• Task instructions: Below is a set of records. Please retype every one exactly.

• Source data:
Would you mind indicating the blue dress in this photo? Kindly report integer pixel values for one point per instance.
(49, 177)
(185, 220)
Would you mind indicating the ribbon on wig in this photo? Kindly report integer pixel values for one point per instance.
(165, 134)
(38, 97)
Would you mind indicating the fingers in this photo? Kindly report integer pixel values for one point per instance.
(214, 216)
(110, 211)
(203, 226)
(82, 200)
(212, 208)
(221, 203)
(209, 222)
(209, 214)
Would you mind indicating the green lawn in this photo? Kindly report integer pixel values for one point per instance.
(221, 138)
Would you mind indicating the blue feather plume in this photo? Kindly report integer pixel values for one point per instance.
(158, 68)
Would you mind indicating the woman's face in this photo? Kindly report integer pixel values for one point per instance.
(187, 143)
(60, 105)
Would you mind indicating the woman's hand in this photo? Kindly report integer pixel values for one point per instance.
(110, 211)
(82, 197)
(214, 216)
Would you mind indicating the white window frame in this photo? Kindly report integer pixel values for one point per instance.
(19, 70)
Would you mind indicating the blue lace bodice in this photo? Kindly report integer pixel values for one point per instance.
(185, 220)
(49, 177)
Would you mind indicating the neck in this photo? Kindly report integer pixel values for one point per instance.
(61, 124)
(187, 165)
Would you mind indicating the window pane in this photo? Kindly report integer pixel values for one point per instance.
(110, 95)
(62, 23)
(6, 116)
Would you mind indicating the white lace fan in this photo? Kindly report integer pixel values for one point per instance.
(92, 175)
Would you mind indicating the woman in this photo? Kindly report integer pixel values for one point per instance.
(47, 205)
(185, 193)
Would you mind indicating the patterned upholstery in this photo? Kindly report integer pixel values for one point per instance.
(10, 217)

• Solution for this problem:
Would you mind indicating the blue dress in this photo? Kindly report integer pixel values for one point per instance.
(49, 177)
(185, 220)
Would you mind indicating the ribbon on wig in this photo? Kindly report integer pixel values for one point per instance.
(165, 134)
(38, 97)
Would you mind indicating the fingers in this photo? Kindly report integer pixel values for one point per instance.
(214, 216)
(110, 211)
(203, 226)
(82, 200)
(212, 208)
(221, 203)
(209, 222)
(209, 214)
Would you mind indicating the green lawn in this photo? Kindly report integer pixel values for one point per instance.
(221, 138)
Would you mind indicating the blue feather plume in this photo? Kindly report integer pixel values for one point per instance.
(158, 68)
Would you mind indicating the woman's face in this photo? Kindly report integer pixel values for one point per instance.
(187, 143)
(60, 105)
Would you mind indicating the woman's hand in this photo? Kindly report integer pixel values for one point per instance.
(110, 211)
(82, 197)
(214, 216)
Would you mind indicating the white window frame in this photo? Kindly report integer pixel values for one point per instance.
(19, 70)
Would you mind indicating the blue lace bodice in this photo? Kindly report integer pixel values for one point per instance.
(185, 220)
(49, 177)
Would you mind indicating the neck in this photo? Kindly report integer pixel values for one point per instance.
(61, 124)
(187, 165)
Would you mind indicating the window pane in this photo? Kindly report integer pixel values for one point per instance.
(110, 95)
(62, 23)
(6, 116)
Would you mind indicating the white lace fan in this photo? Kindly report integer pixel values for one point per instance.
(92, 175)
Would you mind indicating the woman in this photo? Kindly report integer pixel values for one point per instance.
(47, 205)
(185, 193)
Would you mind indicating the patterned upholstery in this photo? Kindly report integer pixel values for one point per instance.
(10, 217)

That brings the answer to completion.